----- Passage provided
Leo’s teaching was explosive. There are other problems that are global – problems that cannot be solved locally or nationally. And the Church is not silent in the face of these problems, nor restricted solely to pious prayers for divine intervention. The problems that creep across national borders include: plagues that refuse to obey no trespassing signs, drought and starvation, war, poverty, pollution – and migration. In response, the Church serves individual people in need. But also, the Church teaches and leads, when appropriate. Including: the Church asserts that there is a God-given right to migrate in search of a better life.

The change from previous patterns of response is made clear at the beginning of “Gaudium et Spes.” One of the key documents of the Second Vatican Council was this “pastoral constitution of the Church in the modern world.”  It opens: “The joys and the hopes, the griefs and the anxieties of the people of this age, especially those who are poor or in any way afflicted, these are the joys and hopes, the griefs and anxieties of the followers of Christ. Indeed, nothing genuinely human fails to raise an echo in their hearts.”

The problems that we make our own are the problems of all humanity.

That’s impossible. Talk about compassion fatigue! Unless …

Unless we serve the people of God hand in hand with the Lord, the Creator of the universe, who loves each of us with unbounded love, who awakens in the hearts of all people of good will a deep desire to love and be loved, who invites us all to majesty and splendor forever even if we are all a little confused at this moment.

I can’t handle the griefs and anxieties of seven billion people! But I know who can, and I work for him. And he is pretty determined to coordinate the services offered by about seven billion other people.
----------
* _Brief A_
Reproduce the stretch from "Unless we serve" through "billion other people." in the passage on the Church and global problems.
* _Brief B_
Continue the passage on the Church and global problems from where it stops.
----- Data shown
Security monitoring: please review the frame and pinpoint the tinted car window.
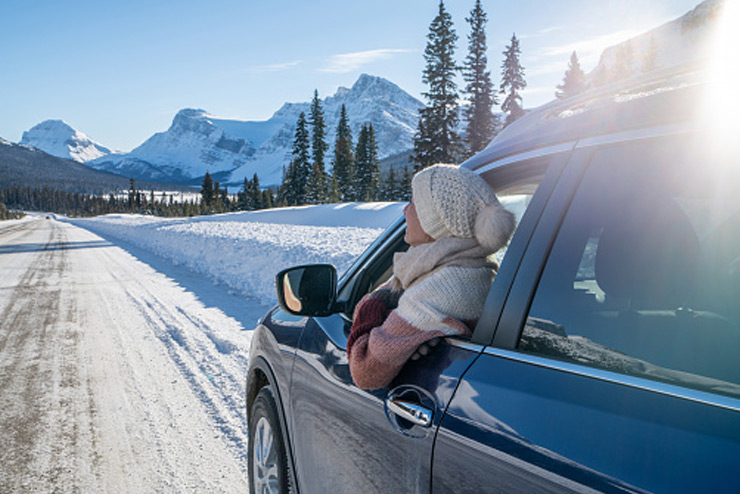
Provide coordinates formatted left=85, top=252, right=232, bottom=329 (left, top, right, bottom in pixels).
----------
----- Data shown
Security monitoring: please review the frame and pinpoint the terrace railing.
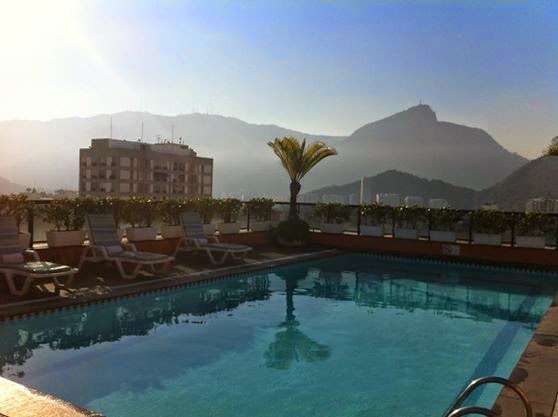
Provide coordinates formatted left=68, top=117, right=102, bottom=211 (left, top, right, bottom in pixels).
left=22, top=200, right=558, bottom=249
----------
* _Expected answer A_
Unless we serve the people of God hand in hand with the Lord, the Creator of the universe, who loves each of us with unbounded love, who awakens in the hearts of all people of good will a deep desire to love and be loved, who invites us all to majesty and splendor forever even if we are all a little confused at this moment.

I can’t handle the griefs and anxieties of seven billion people! But I know who can, and I work for him. And he is pretty determined to coordinate the services offered by about seven billion other people.

* _Expected answer B_
The Church has deliberately and explicitly made her own the griefs and anxieties of all the world. That’s silly nonsense, pure distilled poopery, unless we are deliberately and explicitly cooperating with all people of good will. Which we are doing – or trying to do. For a century, the Church has supported international cooperative bodies, including the League of Nations and then the United Nations. This is not a silly foray into matters outside the Church’s expertise! Global cooperation to solve global problems is central to the mission of the Church today! Like Jerome’s hostel! In obedience to the Lord’s deamnds speaking about the Last Judgment! Central! Details of governance shouldn’t be solved by the Chair of Peter. But whether there should be global cooperation, organized and made concrete somehow: the Church has been speaking clearly and forcefully about that for at least a century.

The alternative to global cooperation is compassion fatigue. And in our day, compassion fatigue has become an epidemic of unimaginable cruelty. Pro-lifers voted for a man who has sworn to care for the rich and let widows and orphans face barrel bombs alone. Immigration activists (including me) voted for a woman who has worked hard to protect the right to solve personal problems by killing millions and millions of children. The idea that we must choose between the two – not just on election day, but in national policy going forward – is so bitter! Compassion fatigue is not a little itch; it’s a global killer, aiming for billions of dead.

So I stand with Francis. Against compassion fatigue. For unity. Serving the one true God, who came among us with love, and who is compassionate and merciful forever.